**Brief**
Work out how many of the lines below contain the string "iron", matching case exactly, and reply with that number alone.

(A run of records)
★ ★ ★

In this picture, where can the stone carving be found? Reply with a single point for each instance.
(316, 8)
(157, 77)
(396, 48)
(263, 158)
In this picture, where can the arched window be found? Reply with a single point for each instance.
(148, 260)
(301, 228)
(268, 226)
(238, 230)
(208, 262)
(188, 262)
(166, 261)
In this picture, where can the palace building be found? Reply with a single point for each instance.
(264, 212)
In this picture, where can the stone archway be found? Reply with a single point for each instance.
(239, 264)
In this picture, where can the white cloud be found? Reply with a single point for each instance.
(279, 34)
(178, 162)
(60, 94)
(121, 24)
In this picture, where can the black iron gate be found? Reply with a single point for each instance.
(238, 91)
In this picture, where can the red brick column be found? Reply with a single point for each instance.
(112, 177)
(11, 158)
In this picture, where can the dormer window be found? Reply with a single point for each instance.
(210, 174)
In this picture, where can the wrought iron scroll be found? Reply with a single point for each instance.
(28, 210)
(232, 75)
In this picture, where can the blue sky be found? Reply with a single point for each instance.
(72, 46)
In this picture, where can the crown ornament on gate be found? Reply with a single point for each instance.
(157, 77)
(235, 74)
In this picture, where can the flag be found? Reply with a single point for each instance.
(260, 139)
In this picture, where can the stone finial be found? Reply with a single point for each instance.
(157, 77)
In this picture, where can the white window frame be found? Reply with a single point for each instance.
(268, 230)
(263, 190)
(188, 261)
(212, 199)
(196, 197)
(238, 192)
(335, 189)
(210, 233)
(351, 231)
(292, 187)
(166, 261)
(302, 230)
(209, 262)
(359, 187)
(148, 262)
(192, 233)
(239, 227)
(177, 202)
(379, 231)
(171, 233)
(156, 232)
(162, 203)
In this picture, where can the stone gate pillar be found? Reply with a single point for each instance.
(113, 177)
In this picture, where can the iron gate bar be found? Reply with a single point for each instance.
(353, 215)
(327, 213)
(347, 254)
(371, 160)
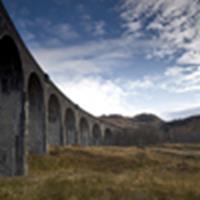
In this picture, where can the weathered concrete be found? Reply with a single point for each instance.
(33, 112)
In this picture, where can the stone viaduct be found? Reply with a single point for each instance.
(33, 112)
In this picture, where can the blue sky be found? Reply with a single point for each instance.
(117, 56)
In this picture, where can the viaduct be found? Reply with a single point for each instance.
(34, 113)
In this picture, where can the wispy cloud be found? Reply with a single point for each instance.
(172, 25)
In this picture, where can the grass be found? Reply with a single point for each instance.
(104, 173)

★ ★ ★

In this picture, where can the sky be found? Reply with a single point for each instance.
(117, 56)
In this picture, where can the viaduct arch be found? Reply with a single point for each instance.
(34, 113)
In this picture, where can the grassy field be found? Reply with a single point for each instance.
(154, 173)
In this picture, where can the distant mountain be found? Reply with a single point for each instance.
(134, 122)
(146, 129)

★ ★ ★

**Reply to the task**
3